> **課題 A**
記録の中で文字列「bird」を含む行はいくつありますか。大文字と小文字は区別し、数だけを答えてください。

========================

問診票による「自社の現状把握」から始める工場セキュリティ対策

ZDNET Japan Ad Special

2022-05-10 15:00

[PR]4月15日(金)に開催されたオンラインセミナー『経済産業省「工場セキュリティガイドライン」を活用して工場設備の生産性を向上』の概要をお伝えする。

SESSION3では、フォーティネットジャパン合同会社 OTビジネス開発部 部長を務める佐々木 弘志氏が「自社工場におけるセキュリティ対策の現状を把握するには?」をテーマに講演した。

 増え続けるサイバー攻撃から自社のビジネスを、ひいては取引先・納品先を守るため、OTセキュリティ対策が求められている。経済産業省が策定を進める「工場セキュリティガイドライン」は、その際の指針として大きな役割を果たすだろう。

========================

> **課題 B**
工場セキュリティ対策の記事の「[PR]4月15日(金)に開」から「OTビジネス開発部 部長を務める佐々木 弘志氏が「自社工場におけるセキュリティ対策の現状を把握するには?」をテーマに講演した。」までを、一字も変えずに書き写してください。

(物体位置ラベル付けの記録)
========================

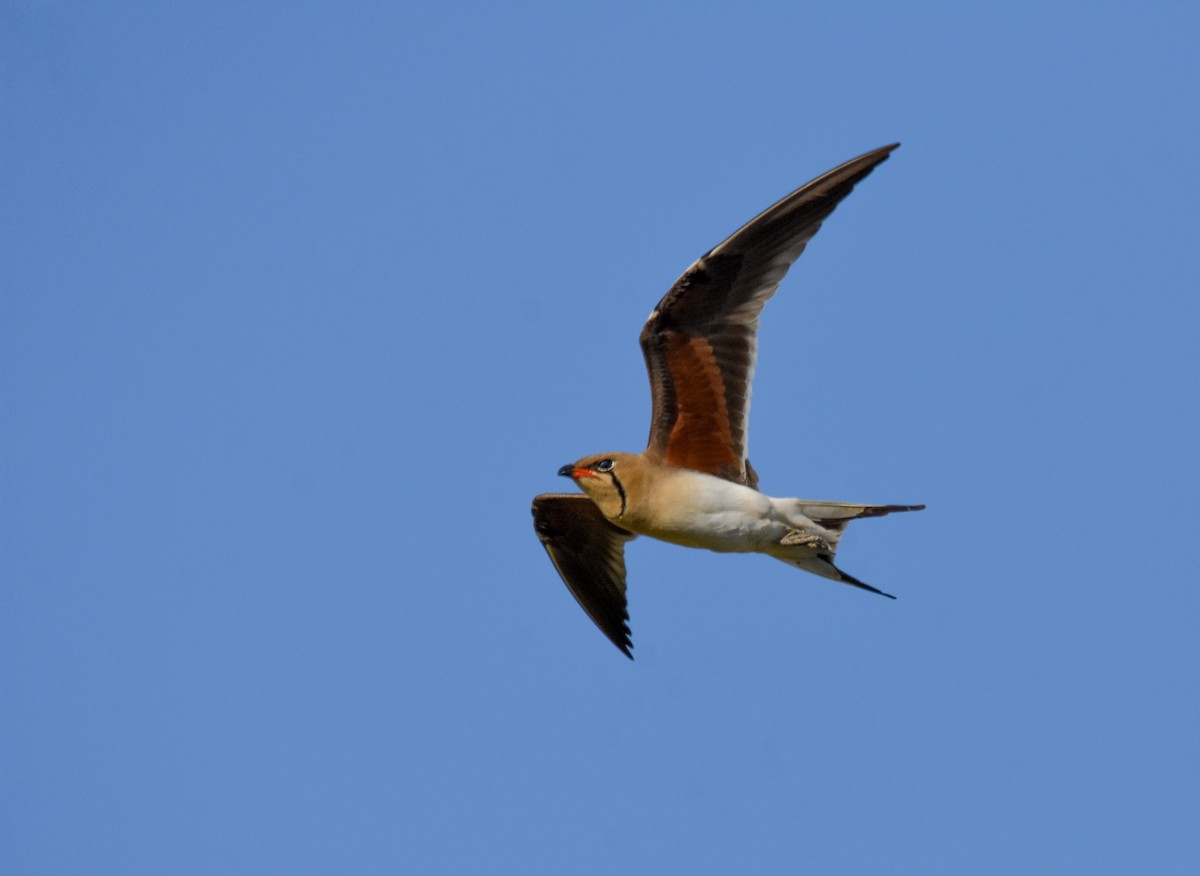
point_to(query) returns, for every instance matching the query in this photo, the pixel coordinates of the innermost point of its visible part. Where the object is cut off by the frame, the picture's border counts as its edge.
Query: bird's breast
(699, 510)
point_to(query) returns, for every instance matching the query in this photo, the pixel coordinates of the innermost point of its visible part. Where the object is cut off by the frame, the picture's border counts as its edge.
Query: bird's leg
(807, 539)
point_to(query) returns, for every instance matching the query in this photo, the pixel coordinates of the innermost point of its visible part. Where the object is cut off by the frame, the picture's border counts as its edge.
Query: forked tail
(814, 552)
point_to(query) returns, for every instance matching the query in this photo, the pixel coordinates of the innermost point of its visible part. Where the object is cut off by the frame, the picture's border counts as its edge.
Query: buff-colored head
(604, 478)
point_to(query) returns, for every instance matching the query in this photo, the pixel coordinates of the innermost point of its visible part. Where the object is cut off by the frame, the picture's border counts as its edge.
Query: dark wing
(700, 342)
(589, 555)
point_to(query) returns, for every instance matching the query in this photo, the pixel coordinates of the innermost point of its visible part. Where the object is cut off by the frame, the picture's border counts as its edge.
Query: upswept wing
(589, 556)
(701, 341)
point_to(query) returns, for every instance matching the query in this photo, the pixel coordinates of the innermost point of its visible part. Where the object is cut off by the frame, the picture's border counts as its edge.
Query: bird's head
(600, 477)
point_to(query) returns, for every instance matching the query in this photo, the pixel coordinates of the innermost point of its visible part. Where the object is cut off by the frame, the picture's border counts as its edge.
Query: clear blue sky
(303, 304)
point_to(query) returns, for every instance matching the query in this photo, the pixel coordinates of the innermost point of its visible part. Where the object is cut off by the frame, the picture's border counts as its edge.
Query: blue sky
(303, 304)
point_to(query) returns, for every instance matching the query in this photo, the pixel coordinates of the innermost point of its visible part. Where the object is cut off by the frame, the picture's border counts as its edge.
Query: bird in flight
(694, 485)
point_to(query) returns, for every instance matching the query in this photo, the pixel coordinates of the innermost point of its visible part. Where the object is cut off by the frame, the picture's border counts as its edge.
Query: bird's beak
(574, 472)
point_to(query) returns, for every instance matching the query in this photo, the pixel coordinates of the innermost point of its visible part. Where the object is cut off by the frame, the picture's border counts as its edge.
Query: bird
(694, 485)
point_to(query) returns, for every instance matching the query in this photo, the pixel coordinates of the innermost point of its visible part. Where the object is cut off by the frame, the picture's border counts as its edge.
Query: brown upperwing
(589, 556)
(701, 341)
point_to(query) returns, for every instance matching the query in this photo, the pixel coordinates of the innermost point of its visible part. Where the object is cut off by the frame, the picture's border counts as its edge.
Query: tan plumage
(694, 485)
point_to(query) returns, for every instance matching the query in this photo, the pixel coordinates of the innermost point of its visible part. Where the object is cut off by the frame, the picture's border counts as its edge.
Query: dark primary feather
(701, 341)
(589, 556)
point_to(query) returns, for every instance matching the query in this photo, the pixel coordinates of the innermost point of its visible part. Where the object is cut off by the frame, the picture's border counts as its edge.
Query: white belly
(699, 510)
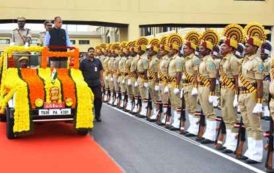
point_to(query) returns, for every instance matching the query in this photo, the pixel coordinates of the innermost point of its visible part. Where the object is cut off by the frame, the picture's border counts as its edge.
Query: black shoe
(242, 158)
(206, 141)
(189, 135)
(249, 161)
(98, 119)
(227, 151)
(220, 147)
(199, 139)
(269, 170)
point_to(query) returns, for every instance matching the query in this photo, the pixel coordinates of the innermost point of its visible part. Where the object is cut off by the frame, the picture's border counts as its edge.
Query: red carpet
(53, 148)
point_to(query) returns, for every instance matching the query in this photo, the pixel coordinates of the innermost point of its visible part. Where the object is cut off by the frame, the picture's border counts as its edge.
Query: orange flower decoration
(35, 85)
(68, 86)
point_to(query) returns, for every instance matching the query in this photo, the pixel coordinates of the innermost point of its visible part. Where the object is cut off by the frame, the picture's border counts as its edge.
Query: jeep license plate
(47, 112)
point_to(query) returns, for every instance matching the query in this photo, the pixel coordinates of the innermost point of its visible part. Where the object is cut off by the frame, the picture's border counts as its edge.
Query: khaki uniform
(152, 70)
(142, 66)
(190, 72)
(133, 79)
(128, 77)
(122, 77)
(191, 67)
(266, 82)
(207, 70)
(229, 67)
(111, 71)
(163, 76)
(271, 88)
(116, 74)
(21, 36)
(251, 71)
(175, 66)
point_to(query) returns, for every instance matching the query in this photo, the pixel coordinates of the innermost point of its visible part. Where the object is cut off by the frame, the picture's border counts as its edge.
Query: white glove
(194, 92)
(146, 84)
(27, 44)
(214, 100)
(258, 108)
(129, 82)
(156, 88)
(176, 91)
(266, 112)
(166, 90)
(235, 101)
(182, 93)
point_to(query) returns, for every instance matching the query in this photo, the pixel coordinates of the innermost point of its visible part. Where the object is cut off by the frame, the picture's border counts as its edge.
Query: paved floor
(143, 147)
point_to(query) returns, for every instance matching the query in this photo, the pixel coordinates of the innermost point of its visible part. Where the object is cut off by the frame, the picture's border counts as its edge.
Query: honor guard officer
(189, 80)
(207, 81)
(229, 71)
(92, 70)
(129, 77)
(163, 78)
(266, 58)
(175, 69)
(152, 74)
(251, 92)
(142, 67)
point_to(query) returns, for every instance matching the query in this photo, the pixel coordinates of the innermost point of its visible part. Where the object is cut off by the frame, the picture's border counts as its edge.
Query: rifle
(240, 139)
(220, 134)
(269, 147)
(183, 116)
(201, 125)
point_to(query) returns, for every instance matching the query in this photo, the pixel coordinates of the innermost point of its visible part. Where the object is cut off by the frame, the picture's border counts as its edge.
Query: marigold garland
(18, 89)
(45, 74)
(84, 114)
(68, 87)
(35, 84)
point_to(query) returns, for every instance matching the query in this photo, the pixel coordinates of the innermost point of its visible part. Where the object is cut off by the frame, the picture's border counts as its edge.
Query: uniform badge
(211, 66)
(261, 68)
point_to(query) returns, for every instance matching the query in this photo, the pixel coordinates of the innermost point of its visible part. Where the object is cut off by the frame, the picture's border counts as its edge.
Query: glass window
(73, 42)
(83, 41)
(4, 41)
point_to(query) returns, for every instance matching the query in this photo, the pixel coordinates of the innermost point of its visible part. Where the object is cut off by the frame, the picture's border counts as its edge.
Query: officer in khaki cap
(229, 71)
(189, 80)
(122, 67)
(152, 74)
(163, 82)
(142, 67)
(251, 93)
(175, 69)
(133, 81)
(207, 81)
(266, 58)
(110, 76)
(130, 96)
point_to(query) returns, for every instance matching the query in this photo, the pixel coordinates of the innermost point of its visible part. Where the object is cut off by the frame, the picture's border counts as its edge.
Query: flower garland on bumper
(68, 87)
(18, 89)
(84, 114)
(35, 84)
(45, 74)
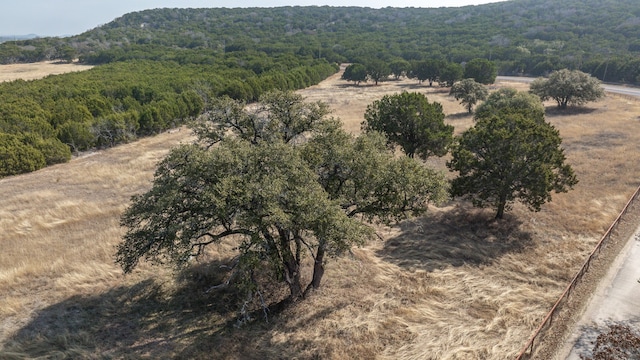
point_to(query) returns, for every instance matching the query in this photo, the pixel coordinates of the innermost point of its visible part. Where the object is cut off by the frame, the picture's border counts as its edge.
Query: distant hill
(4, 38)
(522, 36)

========================

> **解答例 A**
6

> **解答例 B**
[PR]4月15日(金)に開催されたオンラインセミナー『経済産業省「工場セキュリティガイドライン」を活用して工場設備の生産性を向上』の概要をお伝えする。

SESSION3では、フォーティネットジャパン合同会社 OTビジネス開発部 部長を務める佐々木 弘志氏が「自社工場におけるセキュリティ対策の現状を把握するには?」をテーマに講演した。